━━━ Data excerpts ━━━
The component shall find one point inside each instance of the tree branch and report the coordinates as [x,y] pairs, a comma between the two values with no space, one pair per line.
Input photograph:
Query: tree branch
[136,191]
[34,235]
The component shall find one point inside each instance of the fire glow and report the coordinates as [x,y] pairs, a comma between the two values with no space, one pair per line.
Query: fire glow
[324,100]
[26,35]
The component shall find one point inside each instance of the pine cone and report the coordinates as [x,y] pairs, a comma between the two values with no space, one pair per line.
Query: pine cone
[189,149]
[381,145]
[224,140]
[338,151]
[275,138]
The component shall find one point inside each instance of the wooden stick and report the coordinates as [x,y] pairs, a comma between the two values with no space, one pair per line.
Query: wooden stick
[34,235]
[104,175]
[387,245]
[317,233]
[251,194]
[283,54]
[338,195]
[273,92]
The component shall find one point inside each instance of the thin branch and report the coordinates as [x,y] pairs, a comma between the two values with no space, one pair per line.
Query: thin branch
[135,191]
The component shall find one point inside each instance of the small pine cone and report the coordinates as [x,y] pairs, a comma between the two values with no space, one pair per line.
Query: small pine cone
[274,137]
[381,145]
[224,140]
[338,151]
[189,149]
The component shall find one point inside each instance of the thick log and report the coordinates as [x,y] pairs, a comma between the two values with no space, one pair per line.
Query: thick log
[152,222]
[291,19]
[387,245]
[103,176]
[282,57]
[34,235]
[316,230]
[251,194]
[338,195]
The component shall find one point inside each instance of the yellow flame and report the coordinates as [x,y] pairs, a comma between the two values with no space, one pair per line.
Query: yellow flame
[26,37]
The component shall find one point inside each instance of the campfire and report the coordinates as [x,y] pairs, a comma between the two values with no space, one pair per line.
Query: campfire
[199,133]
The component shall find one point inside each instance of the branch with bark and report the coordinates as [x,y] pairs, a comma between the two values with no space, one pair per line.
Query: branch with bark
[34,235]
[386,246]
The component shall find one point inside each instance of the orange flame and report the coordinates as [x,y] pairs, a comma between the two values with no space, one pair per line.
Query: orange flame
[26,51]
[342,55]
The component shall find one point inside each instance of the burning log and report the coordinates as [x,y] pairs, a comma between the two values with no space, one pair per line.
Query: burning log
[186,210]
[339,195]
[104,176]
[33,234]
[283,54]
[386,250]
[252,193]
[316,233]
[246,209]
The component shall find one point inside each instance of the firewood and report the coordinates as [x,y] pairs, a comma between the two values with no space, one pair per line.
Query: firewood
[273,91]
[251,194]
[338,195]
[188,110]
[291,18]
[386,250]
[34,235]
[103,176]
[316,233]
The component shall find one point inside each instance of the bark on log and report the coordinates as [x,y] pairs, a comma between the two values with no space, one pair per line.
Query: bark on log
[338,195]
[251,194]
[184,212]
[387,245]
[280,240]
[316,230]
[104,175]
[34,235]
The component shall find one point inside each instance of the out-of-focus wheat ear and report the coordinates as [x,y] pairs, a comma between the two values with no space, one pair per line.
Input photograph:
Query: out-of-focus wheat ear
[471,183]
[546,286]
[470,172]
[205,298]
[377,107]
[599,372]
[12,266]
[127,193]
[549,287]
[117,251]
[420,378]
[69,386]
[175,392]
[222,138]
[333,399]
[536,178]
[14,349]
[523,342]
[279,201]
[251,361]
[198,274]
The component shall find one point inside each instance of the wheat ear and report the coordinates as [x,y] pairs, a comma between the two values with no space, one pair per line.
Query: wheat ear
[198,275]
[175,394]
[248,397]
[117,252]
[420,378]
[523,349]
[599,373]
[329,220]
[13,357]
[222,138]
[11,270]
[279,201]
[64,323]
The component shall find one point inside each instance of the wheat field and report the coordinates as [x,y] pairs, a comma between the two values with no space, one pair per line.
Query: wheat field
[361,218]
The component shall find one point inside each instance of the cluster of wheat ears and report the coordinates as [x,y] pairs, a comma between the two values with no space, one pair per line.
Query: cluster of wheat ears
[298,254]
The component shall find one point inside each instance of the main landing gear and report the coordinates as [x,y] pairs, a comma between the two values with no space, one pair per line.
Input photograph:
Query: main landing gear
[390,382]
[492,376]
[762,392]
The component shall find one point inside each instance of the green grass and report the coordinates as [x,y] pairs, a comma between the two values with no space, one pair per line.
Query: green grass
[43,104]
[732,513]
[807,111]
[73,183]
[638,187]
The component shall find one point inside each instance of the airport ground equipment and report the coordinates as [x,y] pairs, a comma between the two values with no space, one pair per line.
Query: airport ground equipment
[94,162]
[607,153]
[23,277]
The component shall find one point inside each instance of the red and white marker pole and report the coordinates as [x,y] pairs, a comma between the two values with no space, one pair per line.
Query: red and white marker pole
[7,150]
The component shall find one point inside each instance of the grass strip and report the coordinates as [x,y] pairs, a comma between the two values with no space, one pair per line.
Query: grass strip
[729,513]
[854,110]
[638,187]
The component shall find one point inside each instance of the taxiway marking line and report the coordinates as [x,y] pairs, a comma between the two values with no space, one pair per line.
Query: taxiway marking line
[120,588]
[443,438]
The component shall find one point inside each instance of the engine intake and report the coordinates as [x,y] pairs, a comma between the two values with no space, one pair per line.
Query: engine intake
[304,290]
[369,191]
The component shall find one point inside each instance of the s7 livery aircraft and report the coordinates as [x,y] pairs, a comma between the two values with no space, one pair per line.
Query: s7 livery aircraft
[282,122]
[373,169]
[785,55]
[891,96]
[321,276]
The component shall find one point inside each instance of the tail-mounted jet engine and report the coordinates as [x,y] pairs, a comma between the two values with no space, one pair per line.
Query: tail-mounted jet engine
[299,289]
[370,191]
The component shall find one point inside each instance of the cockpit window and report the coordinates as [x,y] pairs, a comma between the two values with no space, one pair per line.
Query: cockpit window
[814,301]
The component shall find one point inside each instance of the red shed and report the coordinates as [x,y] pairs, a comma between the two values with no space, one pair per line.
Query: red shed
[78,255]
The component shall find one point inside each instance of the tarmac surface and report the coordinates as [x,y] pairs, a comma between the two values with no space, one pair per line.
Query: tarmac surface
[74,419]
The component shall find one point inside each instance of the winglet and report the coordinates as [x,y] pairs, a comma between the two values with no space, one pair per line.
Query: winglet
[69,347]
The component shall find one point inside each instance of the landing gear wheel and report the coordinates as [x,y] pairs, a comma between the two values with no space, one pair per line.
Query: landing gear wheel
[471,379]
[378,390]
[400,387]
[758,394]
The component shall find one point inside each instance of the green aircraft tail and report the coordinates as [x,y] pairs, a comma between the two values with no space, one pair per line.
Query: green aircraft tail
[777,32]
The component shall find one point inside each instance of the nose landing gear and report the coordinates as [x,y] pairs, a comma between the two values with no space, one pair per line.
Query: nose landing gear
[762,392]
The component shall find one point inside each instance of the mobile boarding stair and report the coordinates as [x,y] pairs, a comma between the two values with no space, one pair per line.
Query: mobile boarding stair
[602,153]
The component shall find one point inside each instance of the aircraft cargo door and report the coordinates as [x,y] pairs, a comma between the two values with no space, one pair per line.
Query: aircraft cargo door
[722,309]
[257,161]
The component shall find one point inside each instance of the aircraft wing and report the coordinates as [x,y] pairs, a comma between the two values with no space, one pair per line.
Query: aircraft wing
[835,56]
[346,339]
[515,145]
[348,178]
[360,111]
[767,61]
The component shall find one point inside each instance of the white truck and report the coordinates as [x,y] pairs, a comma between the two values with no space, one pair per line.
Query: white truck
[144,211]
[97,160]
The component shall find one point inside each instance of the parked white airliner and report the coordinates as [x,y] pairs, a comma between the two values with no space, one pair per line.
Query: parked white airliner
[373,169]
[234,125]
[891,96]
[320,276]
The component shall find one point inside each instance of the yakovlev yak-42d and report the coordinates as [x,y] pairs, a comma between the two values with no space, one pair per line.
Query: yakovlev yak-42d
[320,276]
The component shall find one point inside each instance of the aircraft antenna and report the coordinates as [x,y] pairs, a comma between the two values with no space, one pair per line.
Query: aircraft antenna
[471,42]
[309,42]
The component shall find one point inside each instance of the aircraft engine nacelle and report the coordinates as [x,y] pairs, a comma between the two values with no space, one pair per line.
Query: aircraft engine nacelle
━━━
Nothing but the lines from the line with "the aircraft wing" to the last line of the listing above should appear; please retype them exactly, both ends included.

The component shall find one point inside each instance of the aircraft wing and report the coordinates as [x,y] pairs, a comma between the two values with no space, one pair per line.
Query: aircraft wing
[835,56]
[346,339]
[515,145]
[348,178]
[360,111]
[767,61]
The component shall find one point inside each instance of the white truck and report the coordinates as [x,y] pairs, a comma between the two values with no space, one pair per line.
Query: white truck
[144,211]
[97,160]
The component shall find one point inside each instance of the parked white airliner and report the coordinates as [x,y] pairs, a comma between the two values with no space, one pair per line.
Query: parked white airliner
[373,169]
[234,125]
[891,96]
[320,276]
The component shall find one point inside each instance of the yakovlev yak-42d and report the coordinates as [x,y] pairs, a comma between the two values with no space, one pair per line.
Query: yakovlev yak-42d
[320,276]
The component shall find one point inside each instance of the aircraft antenna and report the coordinates as [x,y] pairs, a comma between the two values with no space, one pair per line.
Query: aircraft antenna
[471,42]
[309,42]
The component shall find one point inside each instance of the aircraft engine nacelle and report the coordinates as [x,y] pairs, a comma between the two values with no space, one pair per line.
Query: aircraft engine nacelle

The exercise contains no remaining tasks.